**Task details:** In the records below, tally every line containing "star". Report only the total.

**Exercise materials:**
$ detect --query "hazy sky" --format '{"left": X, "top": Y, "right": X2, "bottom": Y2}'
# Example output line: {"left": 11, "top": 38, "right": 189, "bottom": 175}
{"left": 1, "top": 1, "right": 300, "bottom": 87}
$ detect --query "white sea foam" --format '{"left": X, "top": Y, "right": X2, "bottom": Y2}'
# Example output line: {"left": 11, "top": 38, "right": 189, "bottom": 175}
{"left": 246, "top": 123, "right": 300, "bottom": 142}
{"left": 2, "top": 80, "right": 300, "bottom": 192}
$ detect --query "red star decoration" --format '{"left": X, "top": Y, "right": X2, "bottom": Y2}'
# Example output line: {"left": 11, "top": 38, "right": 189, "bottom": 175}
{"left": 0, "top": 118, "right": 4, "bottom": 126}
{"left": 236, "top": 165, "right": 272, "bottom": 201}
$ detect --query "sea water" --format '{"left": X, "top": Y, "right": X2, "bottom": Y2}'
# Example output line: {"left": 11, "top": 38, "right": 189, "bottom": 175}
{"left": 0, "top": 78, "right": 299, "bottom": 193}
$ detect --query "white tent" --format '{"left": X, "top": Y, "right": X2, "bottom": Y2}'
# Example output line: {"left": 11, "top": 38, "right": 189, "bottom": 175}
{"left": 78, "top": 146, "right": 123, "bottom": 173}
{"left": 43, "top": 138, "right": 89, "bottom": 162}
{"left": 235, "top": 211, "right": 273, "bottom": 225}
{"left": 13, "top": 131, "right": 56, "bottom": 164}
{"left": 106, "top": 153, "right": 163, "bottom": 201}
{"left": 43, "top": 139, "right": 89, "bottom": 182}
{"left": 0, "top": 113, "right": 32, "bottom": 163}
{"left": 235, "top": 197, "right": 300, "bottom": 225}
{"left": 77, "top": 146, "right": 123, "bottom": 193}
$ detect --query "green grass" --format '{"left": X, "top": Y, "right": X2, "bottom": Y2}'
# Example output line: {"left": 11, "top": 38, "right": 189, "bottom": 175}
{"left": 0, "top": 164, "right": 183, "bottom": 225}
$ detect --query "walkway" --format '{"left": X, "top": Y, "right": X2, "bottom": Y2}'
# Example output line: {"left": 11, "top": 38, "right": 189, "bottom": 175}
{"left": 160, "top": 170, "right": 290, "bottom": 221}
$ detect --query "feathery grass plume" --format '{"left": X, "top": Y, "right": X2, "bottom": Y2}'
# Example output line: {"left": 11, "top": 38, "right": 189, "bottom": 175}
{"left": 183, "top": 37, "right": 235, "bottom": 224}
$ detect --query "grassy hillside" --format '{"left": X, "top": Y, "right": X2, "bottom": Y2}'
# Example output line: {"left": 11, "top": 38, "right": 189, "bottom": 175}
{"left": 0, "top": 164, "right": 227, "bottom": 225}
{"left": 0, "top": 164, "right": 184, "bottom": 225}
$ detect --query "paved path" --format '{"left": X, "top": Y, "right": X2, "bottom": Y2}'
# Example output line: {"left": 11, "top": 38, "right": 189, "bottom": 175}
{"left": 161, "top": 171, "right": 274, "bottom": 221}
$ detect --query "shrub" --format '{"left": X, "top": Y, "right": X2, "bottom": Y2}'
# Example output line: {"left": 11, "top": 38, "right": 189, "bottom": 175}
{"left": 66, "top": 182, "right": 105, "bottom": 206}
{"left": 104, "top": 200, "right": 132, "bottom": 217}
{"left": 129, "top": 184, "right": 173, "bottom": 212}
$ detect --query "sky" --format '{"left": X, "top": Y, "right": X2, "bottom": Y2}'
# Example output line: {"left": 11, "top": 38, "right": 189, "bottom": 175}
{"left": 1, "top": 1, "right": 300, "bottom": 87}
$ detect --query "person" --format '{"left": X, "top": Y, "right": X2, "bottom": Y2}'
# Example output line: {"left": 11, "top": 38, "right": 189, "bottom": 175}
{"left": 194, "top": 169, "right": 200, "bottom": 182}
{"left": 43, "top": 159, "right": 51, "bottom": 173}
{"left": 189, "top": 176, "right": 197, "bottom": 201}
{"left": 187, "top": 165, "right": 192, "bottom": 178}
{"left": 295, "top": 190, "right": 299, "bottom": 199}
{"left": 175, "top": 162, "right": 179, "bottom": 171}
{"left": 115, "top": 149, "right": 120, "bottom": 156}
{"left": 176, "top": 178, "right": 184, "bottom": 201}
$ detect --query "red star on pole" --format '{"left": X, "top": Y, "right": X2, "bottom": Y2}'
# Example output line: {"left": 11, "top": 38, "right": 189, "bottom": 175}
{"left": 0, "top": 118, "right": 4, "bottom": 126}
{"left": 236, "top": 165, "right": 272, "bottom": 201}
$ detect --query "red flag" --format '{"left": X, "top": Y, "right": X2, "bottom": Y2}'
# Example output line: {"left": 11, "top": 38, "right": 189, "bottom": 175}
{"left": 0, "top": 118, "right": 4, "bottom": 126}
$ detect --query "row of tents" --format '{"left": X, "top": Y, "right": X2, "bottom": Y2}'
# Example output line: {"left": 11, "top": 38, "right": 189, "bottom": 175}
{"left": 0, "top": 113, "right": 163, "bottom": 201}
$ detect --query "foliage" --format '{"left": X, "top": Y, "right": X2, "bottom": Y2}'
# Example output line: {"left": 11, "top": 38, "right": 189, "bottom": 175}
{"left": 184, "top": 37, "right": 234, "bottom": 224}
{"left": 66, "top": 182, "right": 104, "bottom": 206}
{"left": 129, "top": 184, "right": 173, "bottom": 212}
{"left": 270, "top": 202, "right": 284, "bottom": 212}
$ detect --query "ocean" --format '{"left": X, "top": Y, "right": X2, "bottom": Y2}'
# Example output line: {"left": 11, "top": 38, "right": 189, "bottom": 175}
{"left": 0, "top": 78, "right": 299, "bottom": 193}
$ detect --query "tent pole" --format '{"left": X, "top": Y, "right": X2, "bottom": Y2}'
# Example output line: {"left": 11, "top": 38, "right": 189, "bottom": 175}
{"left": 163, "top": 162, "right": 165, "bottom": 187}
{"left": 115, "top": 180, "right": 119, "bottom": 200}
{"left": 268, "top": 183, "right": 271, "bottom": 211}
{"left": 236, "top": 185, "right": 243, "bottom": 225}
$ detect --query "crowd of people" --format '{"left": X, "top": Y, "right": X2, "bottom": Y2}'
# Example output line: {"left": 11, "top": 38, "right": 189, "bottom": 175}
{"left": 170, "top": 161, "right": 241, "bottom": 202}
--
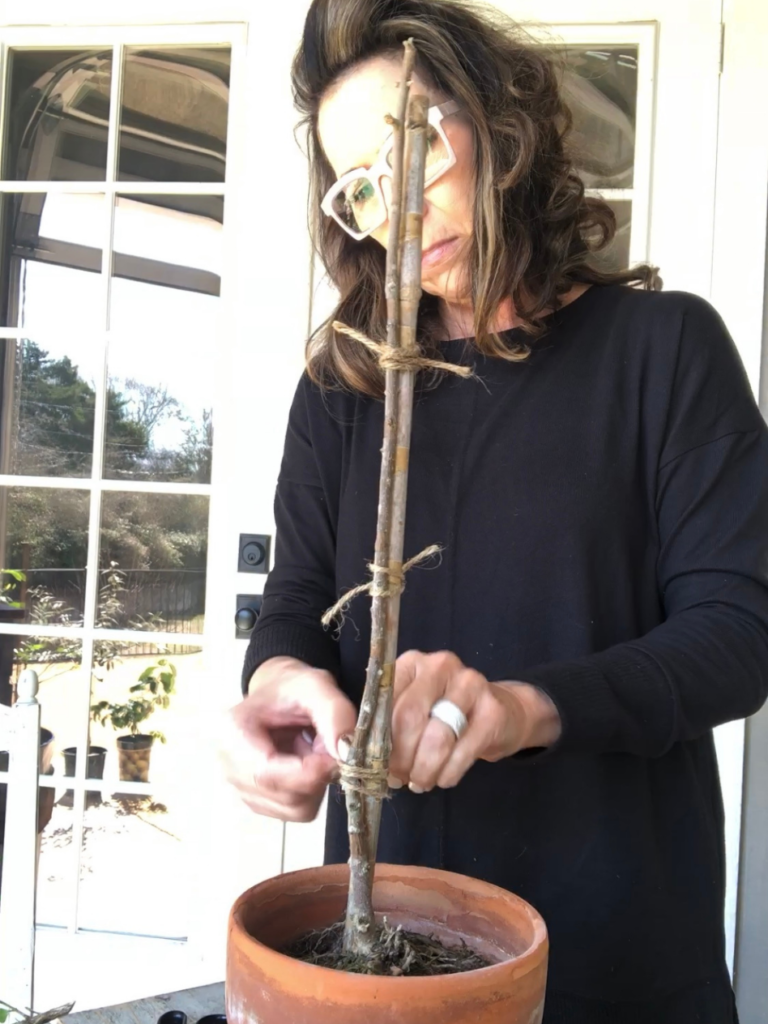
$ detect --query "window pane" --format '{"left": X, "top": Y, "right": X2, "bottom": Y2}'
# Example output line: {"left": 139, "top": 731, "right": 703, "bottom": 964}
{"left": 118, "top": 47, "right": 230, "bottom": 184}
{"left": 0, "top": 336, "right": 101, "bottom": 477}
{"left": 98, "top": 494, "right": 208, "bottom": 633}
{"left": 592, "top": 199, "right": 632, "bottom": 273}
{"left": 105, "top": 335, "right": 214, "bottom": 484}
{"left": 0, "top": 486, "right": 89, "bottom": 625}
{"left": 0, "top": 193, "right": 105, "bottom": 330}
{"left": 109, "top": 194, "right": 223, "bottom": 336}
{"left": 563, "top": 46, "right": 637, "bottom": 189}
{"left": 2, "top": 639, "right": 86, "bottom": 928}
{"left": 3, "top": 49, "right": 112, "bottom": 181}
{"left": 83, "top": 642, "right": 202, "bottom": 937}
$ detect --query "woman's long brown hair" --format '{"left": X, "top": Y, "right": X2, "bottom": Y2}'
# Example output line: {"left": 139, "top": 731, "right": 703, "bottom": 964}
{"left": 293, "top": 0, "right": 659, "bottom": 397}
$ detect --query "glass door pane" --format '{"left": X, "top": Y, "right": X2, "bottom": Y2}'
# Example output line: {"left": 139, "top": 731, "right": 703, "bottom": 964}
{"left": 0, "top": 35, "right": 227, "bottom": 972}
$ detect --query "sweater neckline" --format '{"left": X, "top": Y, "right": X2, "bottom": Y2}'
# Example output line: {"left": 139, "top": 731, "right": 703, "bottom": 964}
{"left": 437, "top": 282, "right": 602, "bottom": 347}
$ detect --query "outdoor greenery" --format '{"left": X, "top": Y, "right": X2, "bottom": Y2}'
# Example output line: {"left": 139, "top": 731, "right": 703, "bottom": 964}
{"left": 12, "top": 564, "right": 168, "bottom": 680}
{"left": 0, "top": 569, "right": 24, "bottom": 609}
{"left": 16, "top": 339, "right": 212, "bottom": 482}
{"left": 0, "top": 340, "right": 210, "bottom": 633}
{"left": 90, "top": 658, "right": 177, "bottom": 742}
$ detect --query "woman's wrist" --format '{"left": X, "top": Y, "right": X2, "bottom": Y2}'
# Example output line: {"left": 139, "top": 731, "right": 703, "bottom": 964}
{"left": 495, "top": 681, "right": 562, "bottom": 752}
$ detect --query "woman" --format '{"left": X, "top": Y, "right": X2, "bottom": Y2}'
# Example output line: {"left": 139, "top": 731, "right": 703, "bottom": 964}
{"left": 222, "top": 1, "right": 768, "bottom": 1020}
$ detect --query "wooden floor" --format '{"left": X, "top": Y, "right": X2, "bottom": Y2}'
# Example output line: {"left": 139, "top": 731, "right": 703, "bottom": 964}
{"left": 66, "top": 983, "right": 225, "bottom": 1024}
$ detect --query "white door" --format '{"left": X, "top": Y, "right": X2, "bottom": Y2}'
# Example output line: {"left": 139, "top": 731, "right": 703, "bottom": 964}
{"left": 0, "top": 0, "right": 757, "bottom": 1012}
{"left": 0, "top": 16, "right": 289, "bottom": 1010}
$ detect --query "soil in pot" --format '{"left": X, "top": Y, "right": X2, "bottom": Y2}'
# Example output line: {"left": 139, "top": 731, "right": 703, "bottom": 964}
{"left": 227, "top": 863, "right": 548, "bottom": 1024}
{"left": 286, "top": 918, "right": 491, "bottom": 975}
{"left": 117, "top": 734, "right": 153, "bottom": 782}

**Exercise solution:** 2